───── Data for this task ─────

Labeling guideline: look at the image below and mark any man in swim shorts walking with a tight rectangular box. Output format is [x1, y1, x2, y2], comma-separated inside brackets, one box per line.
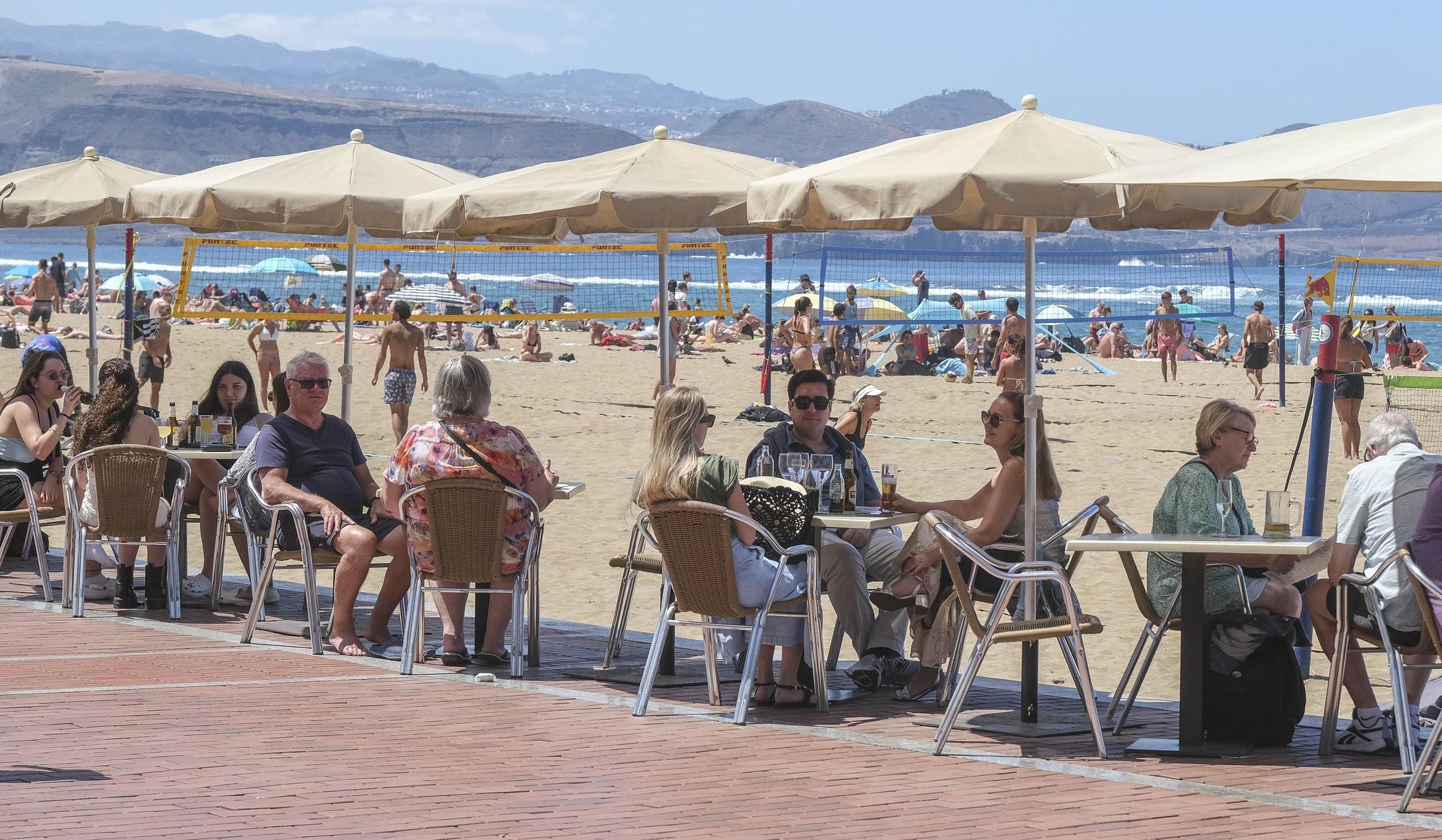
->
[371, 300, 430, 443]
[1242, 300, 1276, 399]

─────
───── Data for this task ─────

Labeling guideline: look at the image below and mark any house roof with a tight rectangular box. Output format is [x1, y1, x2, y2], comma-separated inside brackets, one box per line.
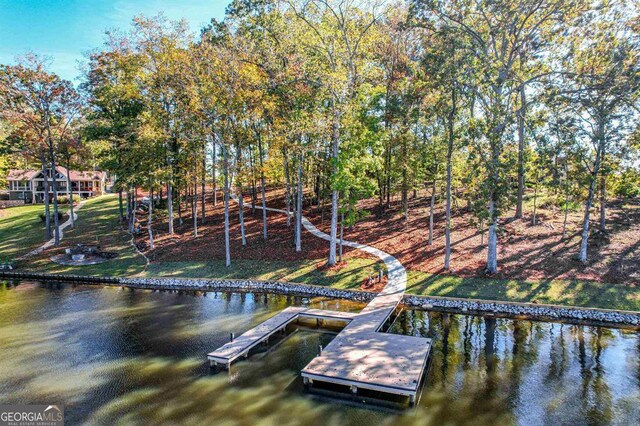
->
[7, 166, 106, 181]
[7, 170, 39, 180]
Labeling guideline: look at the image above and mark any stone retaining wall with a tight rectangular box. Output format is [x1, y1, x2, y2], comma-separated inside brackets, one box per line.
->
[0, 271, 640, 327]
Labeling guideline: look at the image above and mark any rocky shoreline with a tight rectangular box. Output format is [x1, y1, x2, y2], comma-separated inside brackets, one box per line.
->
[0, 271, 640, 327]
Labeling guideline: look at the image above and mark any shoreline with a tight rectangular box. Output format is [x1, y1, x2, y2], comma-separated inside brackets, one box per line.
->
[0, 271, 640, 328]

─────

Exercise prompt - Duplicate the stretch from the line containing "Labeling guideline: look at the image below and mark any man" through the line containing "[1242, 300, 1276, 399]", keeping both of those lines. Leave the pictures out of your copy.

Solution to this task -
Labeling guideline: look at the image below and mark any man in swim shorts walking with a tight rectangular box. Output format is [x1, y1, x2, y2], comma-separated inside brackets, one box per line.
->
[371, 300, 430, 443]
[1242, 300, 1276, 399]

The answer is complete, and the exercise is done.